#### Problem to solve
State how many lines in the listing below contain the string "wing". Reply with the number alone.

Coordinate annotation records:
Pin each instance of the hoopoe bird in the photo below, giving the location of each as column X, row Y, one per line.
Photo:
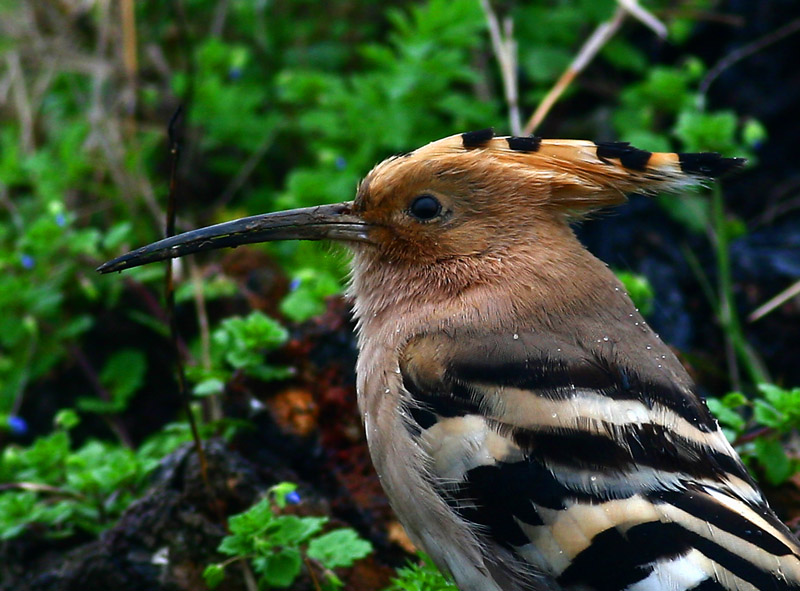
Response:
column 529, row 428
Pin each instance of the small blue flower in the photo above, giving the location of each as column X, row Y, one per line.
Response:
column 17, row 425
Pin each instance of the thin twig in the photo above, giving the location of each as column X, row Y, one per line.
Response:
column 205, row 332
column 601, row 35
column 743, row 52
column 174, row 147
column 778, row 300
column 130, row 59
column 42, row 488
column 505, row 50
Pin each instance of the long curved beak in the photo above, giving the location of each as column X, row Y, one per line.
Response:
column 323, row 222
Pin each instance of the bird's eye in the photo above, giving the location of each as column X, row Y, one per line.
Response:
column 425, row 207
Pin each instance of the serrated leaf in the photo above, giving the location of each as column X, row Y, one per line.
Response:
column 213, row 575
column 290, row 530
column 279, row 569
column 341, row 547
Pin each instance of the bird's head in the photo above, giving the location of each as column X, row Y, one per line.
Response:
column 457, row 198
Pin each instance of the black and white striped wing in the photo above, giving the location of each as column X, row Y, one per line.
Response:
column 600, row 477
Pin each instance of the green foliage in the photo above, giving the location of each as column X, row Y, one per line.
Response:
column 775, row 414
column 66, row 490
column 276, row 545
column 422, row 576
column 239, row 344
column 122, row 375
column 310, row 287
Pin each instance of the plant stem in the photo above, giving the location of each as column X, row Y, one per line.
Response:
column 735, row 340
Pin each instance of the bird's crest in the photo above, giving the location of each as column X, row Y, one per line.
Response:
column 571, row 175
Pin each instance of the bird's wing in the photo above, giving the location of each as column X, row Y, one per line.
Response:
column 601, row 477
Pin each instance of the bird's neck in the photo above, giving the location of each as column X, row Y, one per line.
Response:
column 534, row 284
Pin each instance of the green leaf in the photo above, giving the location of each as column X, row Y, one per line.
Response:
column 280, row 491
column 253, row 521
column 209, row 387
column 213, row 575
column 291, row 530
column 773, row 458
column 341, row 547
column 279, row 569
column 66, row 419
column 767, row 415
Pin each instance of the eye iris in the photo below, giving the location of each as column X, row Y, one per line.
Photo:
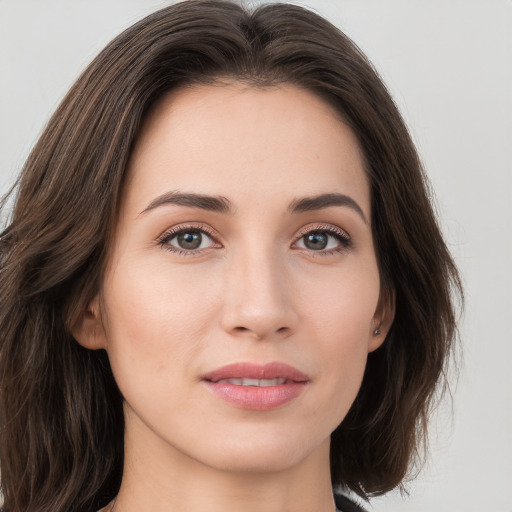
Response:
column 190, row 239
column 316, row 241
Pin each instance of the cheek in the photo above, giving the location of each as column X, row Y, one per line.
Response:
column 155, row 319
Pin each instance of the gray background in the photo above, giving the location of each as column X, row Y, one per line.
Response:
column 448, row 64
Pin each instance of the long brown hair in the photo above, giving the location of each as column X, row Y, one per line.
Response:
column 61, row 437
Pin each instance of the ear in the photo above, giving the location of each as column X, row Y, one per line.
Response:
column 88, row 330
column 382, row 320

...

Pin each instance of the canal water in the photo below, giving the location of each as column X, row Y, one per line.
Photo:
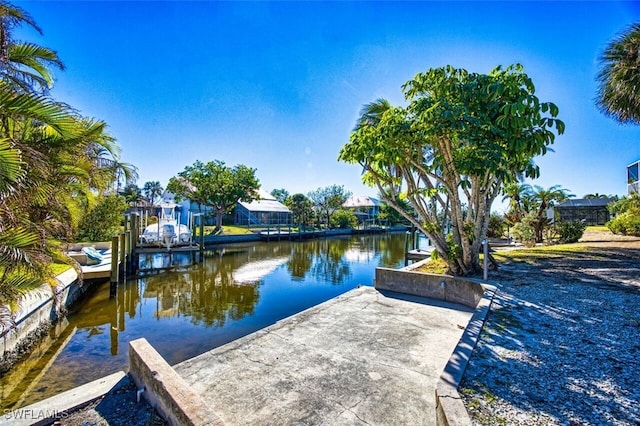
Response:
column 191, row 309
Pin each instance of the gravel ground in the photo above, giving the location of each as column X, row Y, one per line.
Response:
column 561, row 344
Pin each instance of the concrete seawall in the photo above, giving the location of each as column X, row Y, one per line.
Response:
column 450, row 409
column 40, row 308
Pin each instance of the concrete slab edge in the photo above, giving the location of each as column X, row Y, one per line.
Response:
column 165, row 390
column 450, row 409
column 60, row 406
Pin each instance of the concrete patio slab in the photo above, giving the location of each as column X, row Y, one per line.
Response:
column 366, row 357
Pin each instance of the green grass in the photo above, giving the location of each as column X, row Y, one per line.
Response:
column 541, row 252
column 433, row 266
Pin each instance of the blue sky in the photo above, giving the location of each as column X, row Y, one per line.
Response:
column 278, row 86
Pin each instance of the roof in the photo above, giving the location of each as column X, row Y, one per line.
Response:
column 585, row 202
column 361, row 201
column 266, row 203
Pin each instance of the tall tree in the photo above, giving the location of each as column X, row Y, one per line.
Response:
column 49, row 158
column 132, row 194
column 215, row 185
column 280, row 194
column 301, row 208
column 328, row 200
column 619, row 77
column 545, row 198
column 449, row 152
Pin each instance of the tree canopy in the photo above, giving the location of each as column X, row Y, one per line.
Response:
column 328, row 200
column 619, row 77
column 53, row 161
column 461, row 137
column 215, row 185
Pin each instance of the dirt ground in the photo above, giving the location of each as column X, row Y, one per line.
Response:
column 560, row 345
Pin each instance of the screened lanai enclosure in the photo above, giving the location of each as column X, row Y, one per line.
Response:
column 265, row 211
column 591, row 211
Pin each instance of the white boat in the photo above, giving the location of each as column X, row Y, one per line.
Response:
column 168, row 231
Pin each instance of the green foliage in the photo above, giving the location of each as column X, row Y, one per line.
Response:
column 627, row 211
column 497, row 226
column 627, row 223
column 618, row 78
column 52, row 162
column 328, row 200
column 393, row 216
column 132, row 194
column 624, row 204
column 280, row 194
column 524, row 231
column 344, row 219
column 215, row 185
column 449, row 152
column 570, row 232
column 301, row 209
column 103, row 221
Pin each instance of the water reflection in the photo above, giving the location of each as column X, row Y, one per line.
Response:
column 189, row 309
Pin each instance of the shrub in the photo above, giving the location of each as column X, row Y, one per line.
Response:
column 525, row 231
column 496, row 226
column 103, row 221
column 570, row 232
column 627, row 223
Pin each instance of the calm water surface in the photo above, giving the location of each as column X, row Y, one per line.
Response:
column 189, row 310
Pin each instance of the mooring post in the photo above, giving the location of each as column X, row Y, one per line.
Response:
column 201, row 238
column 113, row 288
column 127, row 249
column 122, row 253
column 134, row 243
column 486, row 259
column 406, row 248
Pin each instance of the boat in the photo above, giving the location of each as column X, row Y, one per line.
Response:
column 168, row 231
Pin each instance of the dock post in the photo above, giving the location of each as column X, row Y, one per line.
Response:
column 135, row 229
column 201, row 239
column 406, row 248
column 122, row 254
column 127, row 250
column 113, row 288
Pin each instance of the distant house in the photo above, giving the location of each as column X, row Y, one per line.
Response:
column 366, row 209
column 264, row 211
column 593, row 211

---

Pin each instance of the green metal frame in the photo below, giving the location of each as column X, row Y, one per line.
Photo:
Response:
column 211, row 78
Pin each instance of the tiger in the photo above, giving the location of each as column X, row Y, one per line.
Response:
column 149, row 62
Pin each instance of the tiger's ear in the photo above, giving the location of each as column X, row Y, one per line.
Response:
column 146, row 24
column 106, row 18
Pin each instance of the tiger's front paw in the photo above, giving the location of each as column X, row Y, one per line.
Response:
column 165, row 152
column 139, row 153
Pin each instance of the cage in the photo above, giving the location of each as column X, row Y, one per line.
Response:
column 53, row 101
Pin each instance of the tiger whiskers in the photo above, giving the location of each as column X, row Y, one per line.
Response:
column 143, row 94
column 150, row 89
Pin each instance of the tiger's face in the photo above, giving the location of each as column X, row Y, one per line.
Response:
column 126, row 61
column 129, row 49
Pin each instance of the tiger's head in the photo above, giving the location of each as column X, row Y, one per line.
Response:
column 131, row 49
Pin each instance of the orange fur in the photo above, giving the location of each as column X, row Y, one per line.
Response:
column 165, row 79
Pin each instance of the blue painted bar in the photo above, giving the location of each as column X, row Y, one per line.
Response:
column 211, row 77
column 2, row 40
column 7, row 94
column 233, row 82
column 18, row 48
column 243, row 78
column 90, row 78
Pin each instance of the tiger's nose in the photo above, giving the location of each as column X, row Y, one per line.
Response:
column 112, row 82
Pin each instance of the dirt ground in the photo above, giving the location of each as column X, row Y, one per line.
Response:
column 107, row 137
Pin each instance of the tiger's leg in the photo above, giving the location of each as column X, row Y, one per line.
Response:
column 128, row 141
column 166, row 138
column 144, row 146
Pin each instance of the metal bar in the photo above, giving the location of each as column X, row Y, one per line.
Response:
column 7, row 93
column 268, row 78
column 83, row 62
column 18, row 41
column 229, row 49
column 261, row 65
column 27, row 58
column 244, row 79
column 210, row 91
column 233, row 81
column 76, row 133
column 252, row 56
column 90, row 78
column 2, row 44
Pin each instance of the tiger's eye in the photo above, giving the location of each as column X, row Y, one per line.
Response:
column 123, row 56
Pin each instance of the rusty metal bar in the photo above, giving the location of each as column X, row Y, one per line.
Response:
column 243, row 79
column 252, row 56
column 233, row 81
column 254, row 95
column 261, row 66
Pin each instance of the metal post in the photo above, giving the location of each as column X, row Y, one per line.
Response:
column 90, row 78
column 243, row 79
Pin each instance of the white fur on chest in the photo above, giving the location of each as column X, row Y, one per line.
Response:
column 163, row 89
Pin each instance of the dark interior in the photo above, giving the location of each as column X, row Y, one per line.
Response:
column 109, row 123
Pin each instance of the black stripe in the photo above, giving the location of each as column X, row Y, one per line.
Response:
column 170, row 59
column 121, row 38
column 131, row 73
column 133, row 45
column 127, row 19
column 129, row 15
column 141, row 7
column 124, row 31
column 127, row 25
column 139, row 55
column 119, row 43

#### Answer
2